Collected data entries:
_ _ _ _
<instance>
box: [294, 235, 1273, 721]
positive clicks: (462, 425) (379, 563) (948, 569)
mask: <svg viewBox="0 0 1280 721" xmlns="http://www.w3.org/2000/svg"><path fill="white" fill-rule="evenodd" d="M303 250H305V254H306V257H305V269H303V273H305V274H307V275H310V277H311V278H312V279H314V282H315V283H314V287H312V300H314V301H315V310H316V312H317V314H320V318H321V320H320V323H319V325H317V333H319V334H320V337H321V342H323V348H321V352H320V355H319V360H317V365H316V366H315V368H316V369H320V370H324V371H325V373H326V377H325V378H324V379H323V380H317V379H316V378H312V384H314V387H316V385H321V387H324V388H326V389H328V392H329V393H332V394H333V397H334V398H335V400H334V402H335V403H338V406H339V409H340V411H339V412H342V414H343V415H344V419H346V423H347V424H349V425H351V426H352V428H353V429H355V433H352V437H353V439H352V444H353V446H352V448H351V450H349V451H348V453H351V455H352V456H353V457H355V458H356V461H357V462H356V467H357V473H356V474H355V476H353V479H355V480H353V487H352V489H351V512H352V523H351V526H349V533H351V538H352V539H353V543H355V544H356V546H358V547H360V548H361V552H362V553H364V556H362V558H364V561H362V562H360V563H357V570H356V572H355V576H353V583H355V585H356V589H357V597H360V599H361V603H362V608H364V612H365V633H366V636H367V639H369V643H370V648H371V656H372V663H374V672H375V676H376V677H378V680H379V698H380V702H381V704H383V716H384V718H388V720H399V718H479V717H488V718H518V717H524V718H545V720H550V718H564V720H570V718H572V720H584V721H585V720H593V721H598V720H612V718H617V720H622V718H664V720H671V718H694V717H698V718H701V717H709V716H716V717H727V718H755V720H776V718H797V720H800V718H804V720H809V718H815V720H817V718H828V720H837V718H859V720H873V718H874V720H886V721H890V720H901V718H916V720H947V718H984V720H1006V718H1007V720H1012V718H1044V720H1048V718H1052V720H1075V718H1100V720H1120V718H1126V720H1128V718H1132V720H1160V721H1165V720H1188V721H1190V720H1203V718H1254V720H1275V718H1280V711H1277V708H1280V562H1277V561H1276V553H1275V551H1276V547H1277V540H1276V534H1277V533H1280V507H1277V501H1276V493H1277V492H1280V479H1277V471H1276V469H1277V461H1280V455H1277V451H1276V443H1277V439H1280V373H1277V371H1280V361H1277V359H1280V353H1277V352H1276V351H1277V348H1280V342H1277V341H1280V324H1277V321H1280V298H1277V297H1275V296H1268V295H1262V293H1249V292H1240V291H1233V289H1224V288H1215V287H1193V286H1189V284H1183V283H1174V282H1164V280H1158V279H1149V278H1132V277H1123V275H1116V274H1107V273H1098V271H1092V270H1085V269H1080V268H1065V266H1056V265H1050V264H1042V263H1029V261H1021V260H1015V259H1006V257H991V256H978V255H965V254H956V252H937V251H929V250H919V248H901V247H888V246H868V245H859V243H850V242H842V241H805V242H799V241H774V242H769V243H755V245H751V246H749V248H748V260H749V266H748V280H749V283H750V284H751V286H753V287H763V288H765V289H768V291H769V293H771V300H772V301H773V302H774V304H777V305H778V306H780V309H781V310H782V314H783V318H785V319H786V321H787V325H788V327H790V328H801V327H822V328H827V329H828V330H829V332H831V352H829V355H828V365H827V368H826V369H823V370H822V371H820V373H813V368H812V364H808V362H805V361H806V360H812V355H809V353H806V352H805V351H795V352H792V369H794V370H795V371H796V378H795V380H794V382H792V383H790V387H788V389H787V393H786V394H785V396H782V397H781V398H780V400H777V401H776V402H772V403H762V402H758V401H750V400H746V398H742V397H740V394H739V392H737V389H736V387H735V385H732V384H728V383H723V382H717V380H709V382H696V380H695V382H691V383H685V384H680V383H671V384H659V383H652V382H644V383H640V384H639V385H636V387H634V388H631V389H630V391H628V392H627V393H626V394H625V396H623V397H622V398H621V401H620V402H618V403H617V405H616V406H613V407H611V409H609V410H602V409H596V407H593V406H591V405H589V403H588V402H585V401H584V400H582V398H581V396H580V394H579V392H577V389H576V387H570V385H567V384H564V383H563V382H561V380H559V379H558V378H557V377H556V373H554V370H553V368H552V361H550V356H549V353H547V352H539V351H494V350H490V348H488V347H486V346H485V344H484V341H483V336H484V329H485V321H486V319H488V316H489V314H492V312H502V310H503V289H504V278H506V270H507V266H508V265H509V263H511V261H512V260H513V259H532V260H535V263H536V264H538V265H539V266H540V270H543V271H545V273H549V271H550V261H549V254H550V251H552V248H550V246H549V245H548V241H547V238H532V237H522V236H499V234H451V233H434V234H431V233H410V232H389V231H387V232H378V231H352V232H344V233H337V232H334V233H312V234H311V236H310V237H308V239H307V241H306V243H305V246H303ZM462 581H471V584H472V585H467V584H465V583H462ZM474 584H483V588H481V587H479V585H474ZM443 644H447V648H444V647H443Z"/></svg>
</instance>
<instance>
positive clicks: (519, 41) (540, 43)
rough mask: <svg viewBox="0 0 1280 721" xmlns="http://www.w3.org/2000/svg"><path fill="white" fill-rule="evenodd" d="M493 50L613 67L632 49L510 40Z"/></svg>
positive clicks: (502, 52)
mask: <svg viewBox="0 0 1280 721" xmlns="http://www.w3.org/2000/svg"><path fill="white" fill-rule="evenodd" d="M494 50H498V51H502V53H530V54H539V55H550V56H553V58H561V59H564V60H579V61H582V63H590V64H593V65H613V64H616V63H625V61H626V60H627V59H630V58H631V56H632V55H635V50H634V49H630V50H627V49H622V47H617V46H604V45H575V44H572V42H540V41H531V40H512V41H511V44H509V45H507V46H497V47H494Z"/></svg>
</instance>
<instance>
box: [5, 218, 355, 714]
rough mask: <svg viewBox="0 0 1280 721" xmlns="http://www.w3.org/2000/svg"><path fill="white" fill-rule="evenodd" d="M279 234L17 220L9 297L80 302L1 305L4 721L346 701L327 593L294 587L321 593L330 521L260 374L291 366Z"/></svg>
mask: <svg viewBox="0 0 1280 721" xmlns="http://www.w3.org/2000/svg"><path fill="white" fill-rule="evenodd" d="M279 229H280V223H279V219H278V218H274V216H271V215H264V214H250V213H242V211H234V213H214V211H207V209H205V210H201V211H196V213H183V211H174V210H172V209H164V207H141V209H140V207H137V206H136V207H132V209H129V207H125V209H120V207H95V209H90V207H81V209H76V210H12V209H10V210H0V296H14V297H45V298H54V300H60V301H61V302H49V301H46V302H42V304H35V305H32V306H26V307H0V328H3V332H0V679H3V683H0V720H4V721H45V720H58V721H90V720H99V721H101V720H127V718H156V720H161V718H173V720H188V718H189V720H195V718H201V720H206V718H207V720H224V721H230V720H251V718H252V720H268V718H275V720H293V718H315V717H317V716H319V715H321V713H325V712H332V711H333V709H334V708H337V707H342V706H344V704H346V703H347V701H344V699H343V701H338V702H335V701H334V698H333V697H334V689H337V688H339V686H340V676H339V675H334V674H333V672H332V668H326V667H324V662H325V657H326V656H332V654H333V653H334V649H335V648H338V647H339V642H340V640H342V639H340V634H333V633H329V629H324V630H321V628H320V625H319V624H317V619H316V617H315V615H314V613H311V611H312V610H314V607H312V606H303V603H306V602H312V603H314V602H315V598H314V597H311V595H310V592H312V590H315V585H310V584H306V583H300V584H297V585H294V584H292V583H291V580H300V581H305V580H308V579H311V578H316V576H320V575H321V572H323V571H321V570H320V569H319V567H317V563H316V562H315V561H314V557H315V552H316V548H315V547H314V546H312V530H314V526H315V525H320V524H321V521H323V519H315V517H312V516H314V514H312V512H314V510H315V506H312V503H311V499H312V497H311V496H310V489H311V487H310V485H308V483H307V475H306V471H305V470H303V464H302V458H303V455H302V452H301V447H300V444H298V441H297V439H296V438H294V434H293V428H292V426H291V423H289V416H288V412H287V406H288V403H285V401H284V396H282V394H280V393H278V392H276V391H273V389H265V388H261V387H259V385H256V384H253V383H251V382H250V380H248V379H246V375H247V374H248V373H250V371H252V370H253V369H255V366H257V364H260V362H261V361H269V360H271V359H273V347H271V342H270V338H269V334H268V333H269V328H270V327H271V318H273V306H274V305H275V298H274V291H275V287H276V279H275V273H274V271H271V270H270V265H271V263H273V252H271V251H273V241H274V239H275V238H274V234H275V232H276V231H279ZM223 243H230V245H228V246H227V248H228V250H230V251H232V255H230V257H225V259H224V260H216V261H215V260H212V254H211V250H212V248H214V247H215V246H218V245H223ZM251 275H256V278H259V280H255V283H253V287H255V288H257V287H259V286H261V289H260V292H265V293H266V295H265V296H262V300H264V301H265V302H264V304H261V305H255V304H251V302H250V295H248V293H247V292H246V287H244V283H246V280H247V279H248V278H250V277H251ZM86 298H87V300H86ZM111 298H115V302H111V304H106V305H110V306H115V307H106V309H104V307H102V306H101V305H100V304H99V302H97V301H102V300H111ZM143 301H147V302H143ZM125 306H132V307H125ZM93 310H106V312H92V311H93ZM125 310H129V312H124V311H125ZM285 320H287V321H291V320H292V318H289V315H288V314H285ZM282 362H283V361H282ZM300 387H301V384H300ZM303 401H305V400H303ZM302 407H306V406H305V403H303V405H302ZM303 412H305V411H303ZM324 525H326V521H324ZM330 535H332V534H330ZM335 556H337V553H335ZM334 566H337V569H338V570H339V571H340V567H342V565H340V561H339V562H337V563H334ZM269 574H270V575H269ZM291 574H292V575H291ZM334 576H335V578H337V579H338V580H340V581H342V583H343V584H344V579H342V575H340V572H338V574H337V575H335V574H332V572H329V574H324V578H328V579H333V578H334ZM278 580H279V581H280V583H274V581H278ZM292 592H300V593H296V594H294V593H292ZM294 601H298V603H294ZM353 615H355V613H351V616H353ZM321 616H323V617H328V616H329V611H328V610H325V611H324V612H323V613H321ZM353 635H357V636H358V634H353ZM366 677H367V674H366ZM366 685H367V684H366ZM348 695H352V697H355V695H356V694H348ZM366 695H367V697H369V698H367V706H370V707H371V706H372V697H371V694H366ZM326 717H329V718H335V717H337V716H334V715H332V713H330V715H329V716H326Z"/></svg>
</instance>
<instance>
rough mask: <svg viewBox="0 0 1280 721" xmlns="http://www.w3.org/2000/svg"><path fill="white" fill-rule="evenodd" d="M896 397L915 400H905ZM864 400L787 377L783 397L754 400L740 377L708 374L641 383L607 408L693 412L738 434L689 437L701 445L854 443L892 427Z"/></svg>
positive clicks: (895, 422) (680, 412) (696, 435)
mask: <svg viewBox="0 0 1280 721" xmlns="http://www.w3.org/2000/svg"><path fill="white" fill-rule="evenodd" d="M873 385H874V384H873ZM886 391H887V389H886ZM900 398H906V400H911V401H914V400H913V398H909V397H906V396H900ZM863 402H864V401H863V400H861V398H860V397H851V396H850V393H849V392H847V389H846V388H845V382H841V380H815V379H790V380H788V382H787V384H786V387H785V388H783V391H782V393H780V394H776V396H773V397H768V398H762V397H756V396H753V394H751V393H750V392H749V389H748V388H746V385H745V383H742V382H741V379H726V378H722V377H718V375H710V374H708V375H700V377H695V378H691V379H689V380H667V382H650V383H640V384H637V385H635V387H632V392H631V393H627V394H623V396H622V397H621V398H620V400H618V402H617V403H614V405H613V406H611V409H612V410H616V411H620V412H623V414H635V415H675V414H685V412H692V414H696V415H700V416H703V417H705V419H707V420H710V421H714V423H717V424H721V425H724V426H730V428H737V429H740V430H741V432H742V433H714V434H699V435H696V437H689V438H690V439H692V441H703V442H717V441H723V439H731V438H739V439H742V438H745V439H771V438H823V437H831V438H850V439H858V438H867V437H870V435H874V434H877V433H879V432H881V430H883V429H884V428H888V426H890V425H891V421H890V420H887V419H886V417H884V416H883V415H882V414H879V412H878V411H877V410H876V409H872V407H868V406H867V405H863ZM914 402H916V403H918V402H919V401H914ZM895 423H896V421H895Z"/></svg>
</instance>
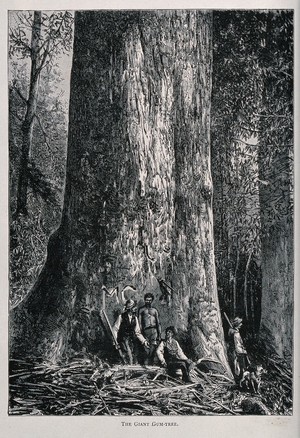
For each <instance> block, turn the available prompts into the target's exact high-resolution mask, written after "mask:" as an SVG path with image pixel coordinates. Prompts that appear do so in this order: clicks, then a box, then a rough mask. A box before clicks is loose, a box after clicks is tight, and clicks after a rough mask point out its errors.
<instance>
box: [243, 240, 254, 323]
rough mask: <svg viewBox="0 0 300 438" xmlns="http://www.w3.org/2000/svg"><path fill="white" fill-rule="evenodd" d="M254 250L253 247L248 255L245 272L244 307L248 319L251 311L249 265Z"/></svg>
mask: <svg viewBox="0 0 300 438" xmlns="http://www.w3.org/2000/svg"><path fill="white" fill-rule="evenodd" d="M252 252H253V249H251V251H250V253H249V255H248V258H247V263H246V267H245V272H244V309H245V316H246V319H248V314H249V312H248V290H247V287H248V284H247V283H248V272H249V266H250V263H251V258H252Z"/></svg>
_ _ _ _
Problem to solve: Reproduce, exactly as they stand in the data above, the lines from the one that holds "positive clicks: (502, 52)" to the one that holds "box: [5, 218, 355, 714]", inclusive.

Task answer:
positive clicks: (502, 52)
mask: <svg viewBox="0 0 1280 721" xmlns="http://www.w3.org/2000/svg"><path fill="white" fill-rule="evenodd" d="M494 50H498V51H502V53H530V54H539V55H550V56H553V58H561V59H564V60H579V61H582V63H590V64H593V65H613V64H616V63H625V61H626V60H627V59H630V58H631V56H632V55H635V50H634V49H630V50H627V49H622V47H617V46H604V45H575V44H572V42H540V41H531V40H512V41H511V44H509V45H507V46H497V47H494Z"/></svg>
</instance>
<instance>
box: [5, 218, 355, 714]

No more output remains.